● TRECHO SELECIONADO:

Seja vendendo cultura no formato de pacote (um dia por dentro de uma
cultura especial da sociedade, essa manipulada de forma que permita a
melhor recepção – quando não encenada, e então artificializada – aos que
queiram tomar parte por ali, estrangeiros numa favela do Rio de Janeiro,
por exemplo, integrando-se à paisagem mais pobre, como se ali fosse o
normal que os desejassem por perto). Seja por uma noite (no caso de uma
casa noturna feita para ser ‘tipicamente carioca’, ao gosto dos turistas,
chapéus de malandro distribuídos, também as letras do samba, este e seus
objetos também tão socializáveis, como alegorias, onde todos nós, até
mesmo os cariocas, esforçamo-nos para que sejamos sambistas de primeira e
última hora, uma cultura que não é de todos os cidadãos, mas, mais
apropriadamente, de apenas uma parte, digamos, os mais musicais entre eles
– se é que podemos afirmar que o samba é mais de um que de outro carioca,
ou baiano, ou paulista, sua própria origem ainda muito discutida hoje, mas
que, sem dúvida, de uma última geração de turistas europeus em visita ao
Rio é que não é). Seja o que for, da forma que manipularem – no sentido de
meterem as mãos, as mesmas mãos que enfiam nos bolsos –, deixando claro
apenas, se tanto, algumas adaptações, certo é: haverá cultura para todos
os gostos, tamanhos e preços. Não obstante, a partir de sua pretensiosa e
irregular divulgação, a cultura do samba como outras no Rio, ficam sendo
também de ‘quem quiser pegar’, numa gíria aqui tão bem combinada da
própria cultura do samba, e pegar após mínimo exame de temperamento
cultural e de adesão competente, por quem seja. Ou antes, a quitação de
ali se admitir, naquela cultura, pra depois falar que possui tal cultura,
tão desarrazoadamente.

● EXTRATO DE DADOS:
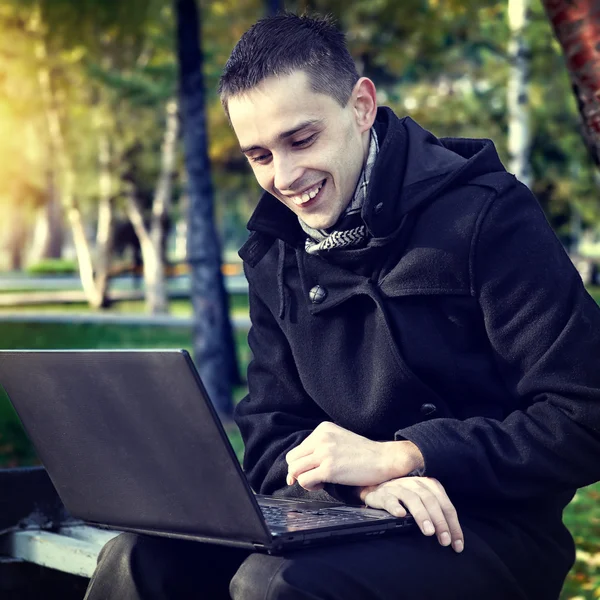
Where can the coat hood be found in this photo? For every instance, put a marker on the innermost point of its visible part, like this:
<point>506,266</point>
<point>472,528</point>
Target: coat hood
<point>413,168</point>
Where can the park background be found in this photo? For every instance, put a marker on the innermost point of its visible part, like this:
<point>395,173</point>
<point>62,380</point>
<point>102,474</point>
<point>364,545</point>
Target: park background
<point>124,196</point>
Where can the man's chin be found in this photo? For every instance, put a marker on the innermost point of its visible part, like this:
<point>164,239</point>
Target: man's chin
<point>319,221</point>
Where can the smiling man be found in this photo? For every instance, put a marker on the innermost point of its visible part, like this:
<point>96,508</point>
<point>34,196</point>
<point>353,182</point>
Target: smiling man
<point>421,342</point>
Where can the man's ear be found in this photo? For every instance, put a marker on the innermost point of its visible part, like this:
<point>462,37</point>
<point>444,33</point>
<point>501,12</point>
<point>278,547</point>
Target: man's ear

● PROBLEMA CURTO 1:
Segundo o trecho selecionado, o que é distribuído na casa noturna feita para ser "tipicamente carioca"?
● PROBLEMA CURTO 2:
Disponha como uma lista JSON de strings, uma para cada linha e sem as linhas em branco, tudo o que vai da linha dos registros que contém "Where can the park" até o fim dos registros, incluindo as duas pontas.

● RESPOSTA DO EXERCÍCIO 1:
São distribuídos chapéus de malandro e também as letras do samba.

● RESPOSTA DO EXERCÍCIO 2:
[
  "Where can the park background be found in this photo? For every instance, put a marker on the innermost point of its visible part, like this:",
  "<point>395,173</point>",
  "<point>62,380</point>",
  "<point>102,474</point>",
  "<point>364,545</point>",
  "Target: park background",
  "<point>124,196</point>",
  "Where can the man's chin be found in this photo? For every instance, put a marker on the innermost point of its visible part, like this:",
  "<point>164,239</point>",
  "Target: man's chin",
  "<point>319,221</point>",
  "Where can the smiling man be found in this photo? For every instance, put a marker on the innermost point of its visible part, like this:",
  "<point>96,508</point>",
  "<point>34,196</point>",
  "<point>353,182</point>",
  "Target: smiling man",
  "<point>421,342</point>",
  "Where can the man's ear be found in this photo? For every instance, put a marker on the innermost point of its visible part, like this:",
  "<point>462,37</point>",
  "<point>444,33</point>",
  "<point>501,12</point>",
  "<point>278,547</point>",
  "Target: man's ear"
]